→ Exercise requirements:
1. What is the K2's junction-to-case thermal resistance according to the Luxeon comparison?
2. Please quote the Luxeon comparison between "Lets take the" and "as you stated.", inclusive.
3. Extend the Luxeon comparison beyond its final sentence.

→ Article:
It doesn't have half the losses due to heat.

Lets take the part with no heatsinking and equal power between the two devices. Thus, with no heatsinking, at the same power, both die will attain the same temperature. 

Lets say the die reached 100 degrees C. At 100 degrees C die temperature, the Luxeon III light output would be down to 78.15%. This would be a drop of 21.85%.

Lets say the die reached 100 degrees C. At 100 degrees C die temperature, the Luxeon K2 light output would be down to 84.28%. This would be a drop of 15.72%.

The light output loss at equal die temperatures is only 28.05% lower with the Lux III, not 50% as you stated.







Where the K2 really helps alot is when you heatsink it robustly.

The K2 has a thermal resistance of only 9 C/W junction to case (die to slug).

The Luxeon III has a thermal resistance of 13 C/W junction to case (die to slug).

→ Excerpts from a point labeling dataset:

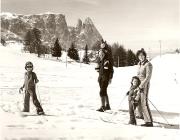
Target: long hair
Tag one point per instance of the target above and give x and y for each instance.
(141, 51)
(137, 78)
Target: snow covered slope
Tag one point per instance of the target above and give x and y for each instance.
(70, 97)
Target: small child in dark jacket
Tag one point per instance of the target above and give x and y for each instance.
(133, 98)
(30, 80)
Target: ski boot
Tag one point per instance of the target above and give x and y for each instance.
(101, 109)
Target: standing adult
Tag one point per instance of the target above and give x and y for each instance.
(144, 74)
(105, 69)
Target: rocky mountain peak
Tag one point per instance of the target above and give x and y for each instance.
(52, 26)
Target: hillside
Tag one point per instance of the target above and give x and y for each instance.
(69, 96)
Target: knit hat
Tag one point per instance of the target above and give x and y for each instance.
(28, 64)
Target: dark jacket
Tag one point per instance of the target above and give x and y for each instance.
(106, 69)
(30, 79)
(132, 93)
(144, 73)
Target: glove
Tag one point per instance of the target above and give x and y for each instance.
(21, 89)
(110, 80)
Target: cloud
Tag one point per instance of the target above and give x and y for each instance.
(89, 2)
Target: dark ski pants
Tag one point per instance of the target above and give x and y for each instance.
(143, 107)
(132, 108)
(31, 92)
(103, 84)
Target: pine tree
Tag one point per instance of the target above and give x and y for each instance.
(131, 58)
(86, 58)
(115, 54)
(33, 41)
(73, 52)
(96, 46)
(3, 42)
(36, 34)
(56, 50)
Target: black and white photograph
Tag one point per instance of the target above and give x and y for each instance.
(90, 70)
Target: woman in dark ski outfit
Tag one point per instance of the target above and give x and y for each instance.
(105, 69)
(144, 74)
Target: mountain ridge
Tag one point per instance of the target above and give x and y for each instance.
(52, 26)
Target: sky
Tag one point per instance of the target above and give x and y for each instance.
(117, 20)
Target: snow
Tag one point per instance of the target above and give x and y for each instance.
(69, 95)
(8, 15)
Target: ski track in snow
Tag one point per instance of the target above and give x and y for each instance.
(70, 97)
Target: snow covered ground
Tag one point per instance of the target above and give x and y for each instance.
(69, 96)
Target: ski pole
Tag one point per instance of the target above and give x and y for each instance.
(159, 112)
(38, 95)
(115, 113)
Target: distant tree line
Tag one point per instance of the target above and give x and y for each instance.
(33, 44)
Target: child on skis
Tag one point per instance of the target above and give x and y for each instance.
(30, 80)
(133, 98)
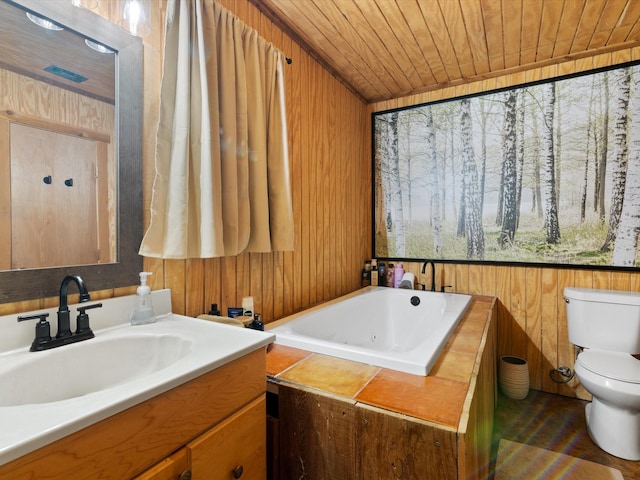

→ Answers for the tasks:
1. The K2 has a thermal resistance of only 9 C/W junction to case (die to slug).

2.
Lets take the part with no heatsinking and equal power between the two devices. Thus, with no heatsinking, at the same power, both die will attain the same temperature. 

Lets say the die reached 100 degrees C. At 100 degrees C die temperature, the Luxeon III light output would be down to 78.15%. This would be a drop of 21.85%.

Lets say the die reached 100 degrees C. At 100 degrees C die temperature, the Luxeon K2 light output would be down to 84.28%. This would be a drop of 15.72%.

The light output loss at equal die temperatures is only 28.05% lower with the Lux III, not 50% as you stated.

3.
The K2 has a 30.77% lower thermal resistance. 


Now, assuming was have a nice low slug to ambient, such as a hotlips heatsink and say a 4D Maglight, and you properly bonded/soldered the K2 to the heatsink, we'd be looking at a rise in die temperature that is very roughly 30% lower. Assuming ambient is 25C, and with the Lux III we had 100 C die temp, the difference is 75 degrees C. Since we have 30% lower thermal resistance the die temperature rise would only be 52.5 Degrees C. 25C + 52.5 Degrees C = 77.5 Degrees C die temperature. This would give you a gain in light output of 4.84%.


Now we take the the 15.72% gain in light at any given die temperature from up above, and add the 4.84% from lower die temperatures due to lower thermal resistance, you are looking at roughly 20.56% more output overall. 

If someone was foolish enough to have no heatsinking, you are not going to be able to run the K2 at the full 1.5A they advertise, with out some very seriously adverse issues, and the light output would be **** poor. You'd also have to find better solder, as regular tin/lead would melt.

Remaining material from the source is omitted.